**Study text**
####################

Today, the hospitals formally announced that they will contribute “some $155 billion in Medicare and Medicaid savings over the 10 years to cover health care cost reform.” Hospitals account for approximately 40 percent of all spending in the health care system and reformers believe that some of that spending is wasted on unnecessary services. The trick is to cut out the excess spending and re-invest it in financing health care reform.
This agreement follows the President’s June proposal to cut “more than $200 billion in expected reimbursements to hospitals over 10 years” by incorporating productivity adjustments into Medicare payment updates and reducing subsidies to hospitals for treating the uninsured, and suggests that the industry believes that health reform may be inevitable. Thus, rather than accept the steeper cuts, the hospitals — who fear that reductions in reimbursements would not parallel increases in coverage — voluntarily chose to embrace fewer savings on a more favorable time line. Still the reductions are significant:
- Lowering the annual update rates paid to hospitals.
- Reducing Medicare payments for excessive and preventable readmissions.
- Lowering bonus payments for hospitals who treat the undeserved: As more Americans become insured, hospitals will be spending less resources on uncompensated care. The hospitals agreed to a less aggressive schedule for implementing these reductions. Instead of a hard date of 2013, the decrease in payments would be triggered by coverage expansion a year or two after the implementation of the new insurance program for the uninsured. Obama’s proposal would have saved $106 billion over ten years (on this provision), thE\e compromise would save about $50 billion over a decade.

####################

**Supplied material**

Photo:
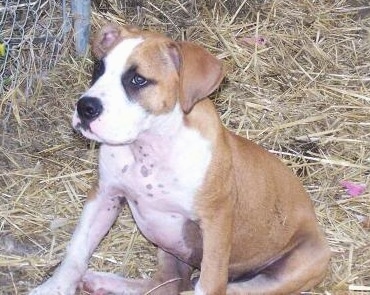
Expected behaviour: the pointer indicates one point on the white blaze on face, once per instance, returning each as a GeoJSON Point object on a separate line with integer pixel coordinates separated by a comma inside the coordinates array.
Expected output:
{"type": "Point", "coordinates": [121, 119]}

####################

**Work order 1**
Answer these questions from the hospital savings text, one per line:
(a) About what share of all spending in the health care system do hospitals account for?
(b) By how much did the President's June proposal cut expected reimbursements to hospitals, and over what period?
(c) Under the hospitals' schedule, what would trigger the decrease in bonus payments in place of a hard date of 2013?
**Work order 2**
Does each statement agree with the hospital savings text? Answer yes or no, and quote the words that decide it.
(a) The hospitals pledged about $155 billion in Medicare and Medicaid savings over 10 years.
(b) The hospitals accepted the steeper cuts in the President's proposal.
(c) One of the listed reductions concerns Medicare payments for preventable readmissions.
**Work order 3**
Reproduce the passage of the hospital savings text that begins at the words "- Reducing Medicare" and ends after the words "over a decade.".

**Exercise answer 1**
(a) Approximately 40 percent.
(b) More than $200 billion over 10 years.
(c) Coverage expansion, a year or two after the new insurance program for the uninsured is implemented.

**Exercise answer 2**
(a) Yes: "some $155 billion in Medicare and Medicaid savings over the 10 years to cover health care cost reform."
(b) No: "rather than accept the steeper cuts, the hospitals — who fear that reductions in reimbursements would not parallel increases in coverage — voluntarily chose to embrace fewer savings on a more favorable time line."
(c) Yes: "Reducing Medicare payments for excessive and preventable readmissions."

**Exercise answer 3**
- Reducing Medicare payments for excessive and preventable readmissions.
- Lowering bonus payments for hospitals who treat the undeserved: As more Americans become insured, hospitals will be spending less resources on uncompensated care. The hospitals agreed to a less aggressive schedule for implementing these reductions. Instead of a hard date of 2013, the decrease in payments would be triggered by coverage expansion a year or two after the implementation of the new insurance program for the uninsured. Obama’s proposal would have saved $106 billion over ten years (on this provision), thE\e compromise would save about $50 billion over a decade.